(Referring expression data)
+ + + +

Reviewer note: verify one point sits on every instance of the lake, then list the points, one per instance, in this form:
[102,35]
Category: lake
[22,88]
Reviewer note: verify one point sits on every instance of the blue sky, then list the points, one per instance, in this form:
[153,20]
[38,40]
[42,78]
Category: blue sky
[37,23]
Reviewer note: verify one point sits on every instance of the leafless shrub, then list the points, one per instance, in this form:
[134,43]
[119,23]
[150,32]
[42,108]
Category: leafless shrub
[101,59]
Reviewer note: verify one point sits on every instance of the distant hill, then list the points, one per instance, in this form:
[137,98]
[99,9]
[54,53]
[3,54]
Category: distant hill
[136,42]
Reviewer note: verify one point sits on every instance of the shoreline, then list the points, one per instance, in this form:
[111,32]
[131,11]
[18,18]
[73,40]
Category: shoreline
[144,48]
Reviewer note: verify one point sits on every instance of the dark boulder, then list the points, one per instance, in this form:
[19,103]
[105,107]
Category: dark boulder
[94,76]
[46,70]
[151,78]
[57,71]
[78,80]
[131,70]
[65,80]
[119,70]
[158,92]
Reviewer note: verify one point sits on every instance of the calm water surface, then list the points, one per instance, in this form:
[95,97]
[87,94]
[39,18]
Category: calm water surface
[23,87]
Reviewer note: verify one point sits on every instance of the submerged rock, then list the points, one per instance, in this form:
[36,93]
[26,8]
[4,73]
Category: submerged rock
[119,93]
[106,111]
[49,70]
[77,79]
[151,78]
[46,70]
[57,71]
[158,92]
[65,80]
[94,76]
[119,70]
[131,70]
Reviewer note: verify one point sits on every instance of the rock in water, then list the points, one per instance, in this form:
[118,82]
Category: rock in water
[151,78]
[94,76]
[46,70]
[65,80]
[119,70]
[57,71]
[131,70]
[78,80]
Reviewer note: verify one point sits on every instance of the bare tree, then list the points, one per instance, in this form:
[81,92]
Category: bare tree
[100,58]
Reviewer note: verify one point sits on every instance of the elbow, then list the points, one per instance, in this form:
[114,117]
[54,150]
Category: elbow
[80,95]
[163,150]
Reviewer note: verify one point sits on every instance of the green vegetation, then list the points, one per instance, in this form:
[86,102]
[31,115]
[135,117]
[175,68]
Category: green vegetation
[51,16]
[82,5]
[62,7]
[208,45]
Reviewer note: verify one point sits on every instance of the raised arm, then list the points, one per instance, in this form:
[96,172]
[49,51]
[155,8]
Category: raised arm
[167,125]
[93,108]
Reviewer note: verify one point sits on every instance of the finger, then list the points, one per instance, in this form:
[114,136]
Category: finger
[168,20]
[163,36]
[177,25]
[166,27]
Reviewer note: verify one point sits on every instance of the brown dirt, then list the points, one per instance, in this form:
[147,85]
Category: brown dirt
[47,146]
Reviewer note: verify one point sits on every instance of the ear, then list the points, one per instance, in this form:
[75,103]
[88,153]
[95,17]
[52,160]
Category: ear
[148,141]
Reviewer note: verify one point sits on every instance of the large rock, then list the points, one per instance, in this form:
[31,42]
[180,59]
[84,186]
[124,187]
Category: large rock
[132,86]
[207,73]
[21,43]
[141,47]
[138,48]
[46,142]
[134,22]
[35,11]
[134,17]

+ + + +

### EXERCISE
An exact copy of every entry is the expected result.

### SOLVED EXERCISE
Reviewer note: verify one point sits on every instance of the lake, then list the points, one per instance, in this form:
[102,35]
Category: lake
[22,88]
Reviewer note: verify one point sits on every instance of the blue sky, then list the points, one per instance, in this form:
[153,20]
[38,40]
[42,78]
Category: blue sky
[37,23]
Reviewer note: verify one point sits on every instance of the leafless shrub, then list the points, one per instance, in this form:
[134,43]
[119,23]
[150,32]
[42,108]
Category: leafless shrub
[101,59]
Reviewer note: verify one point sits on every instance of the distant hill, then list the points, one per instance, in this form:
[137,98]
[99,9]
[54,53]
[3,54]
Category: distant hill
[136,42]
Reviewer note: verify one point sits on every instance of the shoreline, then list the points, one per instance, in this form:
[111,32]
[131,11]
[18,18]
[73,40]
Category: shoreline
[144,48]
Reviewer note: verify one point sits on every instance of the dark boulder, then list the points, one per instance, in this form:
[19,103]
[105,107]
Category: dark boulder
[94,76]
[46,70]
[151,78]
[57,71]
[78,80]
[131,70]
[65,80]
[119,70]
[158,92]
Reviewer note: verify one point sits on every instance of the calm water surface, then list the points, one per instance, in this form:
[95,97]
[87,94]
[39,18]
Category: calm water surface
[23,87]
Reviewer note: verify one point sits on every instance of the submerged rock, then list the points, one per instance, in this form:
[36,93]
[26,8]
[4,73]
Category: submerged rock
[119,93]
[106,111]
[49,70]
[77,79]
[151,78]
[46,70]
[57,71]
[158,92]
[65,80]
[94,76]
[119,70]
[131,70]
Reviewer note: verify one point sits on every instance of the rock in water, then list the points, one per instance, in this form:
[118,82]
Category: rock in water
[151,78]
[94,76]
[46,70]
[65,80]
[119,70]
[57,71]
[131,70]
[78,80]
Reviewer note: verify one point sits on every instance of the bare tree, then list the points, one per instance, in this form:
[81,92]
Category: bare tree
[100,58]
Reviewer note: verify one point sits on every instance of the elbow, then list the points, one per instance, in this form:
[114,117]
[54,150]
Category: elbow
[80,95]
[163,150]
Reviewer note: verify one point sits on every instance of the green vegetation, then list the points, one per instance, in this form:
[86,102]
[31,115]
[135,117]
[175,68]
Category: green vegetation
[51,16]
[82,5]
[62,7]
[208,45]
Reviewer note: verify one point sits on every instance of the raised arm, then list the points, one per instance, in this form:
[96,172]
[49,51]
[155,8]
Category: raised arm
[167,125]
[93,108]
Reviewer note: verify one point sits on every instance of the finger, then list the points, one per instance, in this form:
[114,136]
Category: finger
[168,20]
[163,36]
[177,25]
[166,27]
Reviewer note: verify one point sits on every instance of the brown dirt, then list the points, one per instance, in this form:
[147,85]
Category: brown dirt
[47,146]
Reviewer note: verify one point sits on every instance of the ear, then list the points, one per instance, in this form:
[75,103]
[88,153]
[95,17]
[52,160]
Category: ear
[148,141]
Reviewer note: verify one point sits on every instance of the large rock, then list the points, one per instance, in this form:
[31,42]
[180,59]
[84,186]
[124,187]
Category: large rock
[132,86]
[207,73]
[21,43]
[141,47]
[138,48]
[46,142]
[134,22]
[35,11]
[134,17]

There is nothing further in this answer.